__Records to use__:

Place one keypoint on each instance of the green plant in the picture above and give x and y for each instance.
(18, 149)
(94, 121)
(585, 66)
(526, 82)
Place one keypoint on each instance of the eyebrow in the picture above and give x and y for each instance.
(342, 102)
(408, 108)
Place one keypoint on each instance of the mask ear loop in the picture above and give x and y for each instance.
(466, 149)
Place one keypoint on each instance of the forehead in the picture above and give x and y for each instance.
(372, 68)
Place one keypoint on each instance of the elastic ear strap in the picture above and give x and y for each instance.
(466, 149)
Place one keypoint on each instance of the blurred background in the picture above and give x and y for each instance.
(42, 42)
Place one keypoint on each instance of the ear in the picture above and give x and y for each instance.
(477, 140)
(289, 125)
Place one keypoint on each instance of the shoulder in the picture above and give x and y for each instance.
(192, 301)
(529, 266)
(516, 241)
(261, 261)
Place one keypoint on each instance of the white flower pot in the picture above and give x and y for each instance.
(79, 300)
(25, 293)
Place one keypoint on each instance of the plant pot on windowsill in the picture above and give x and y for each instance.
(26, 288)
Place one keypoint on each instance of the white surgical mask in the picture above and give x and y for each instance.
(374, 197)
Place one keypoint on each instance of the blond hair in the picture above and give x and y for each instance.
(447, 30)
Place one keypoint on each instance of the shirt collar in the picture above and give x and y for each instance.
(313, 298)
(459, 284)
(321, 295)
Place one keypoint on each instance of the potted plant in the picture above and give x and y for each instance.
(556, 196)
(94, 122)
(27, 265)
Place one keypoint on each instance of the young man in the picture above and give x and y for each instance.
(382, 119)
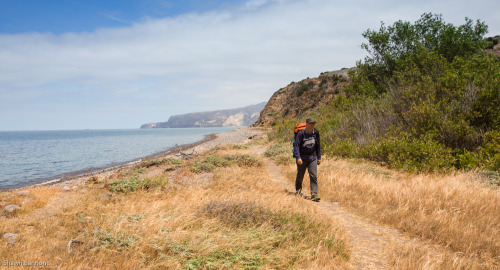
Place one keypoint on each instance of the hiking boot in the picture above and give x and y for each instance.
(315, 197)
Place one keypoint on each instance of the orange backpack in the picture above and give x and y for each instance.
(298, 127)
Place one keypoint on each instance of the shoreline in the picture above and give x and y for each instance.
(177, 151)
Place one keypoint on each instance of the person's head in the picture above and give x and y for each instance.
(310, 123)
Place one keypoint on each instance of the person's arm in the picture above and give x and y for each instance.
(296, 145)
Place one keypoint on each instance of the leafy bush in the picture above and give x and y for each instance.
(244, 160)
(135, 183)
(426, 98)
(412, 154)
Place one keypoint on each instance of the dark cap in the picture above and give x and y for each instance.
(310, 120)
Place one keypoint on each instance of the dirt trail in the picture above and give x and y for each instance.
(369, 241)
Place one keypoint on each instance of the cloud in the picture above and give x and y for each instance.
(197, 61)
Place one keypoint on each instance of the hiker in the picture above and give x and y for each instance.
(307, 151)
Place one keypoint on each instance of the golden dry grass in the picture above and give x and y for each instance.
(236, 218)
(455, 211)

__Job__: Reproduce every row above, character for character, from the line containing "Place one keypoint on each instance of the hiker" through the final row, inclusive.

__The response__:
Place one keypoint on each instance of the hiker in the picture above and give x and y for each instance.
(307, 151)
Place one keypoint on each instance of the golden dry grass in the picture above and give x and y for each instance.
(236, 218)
(455, 211)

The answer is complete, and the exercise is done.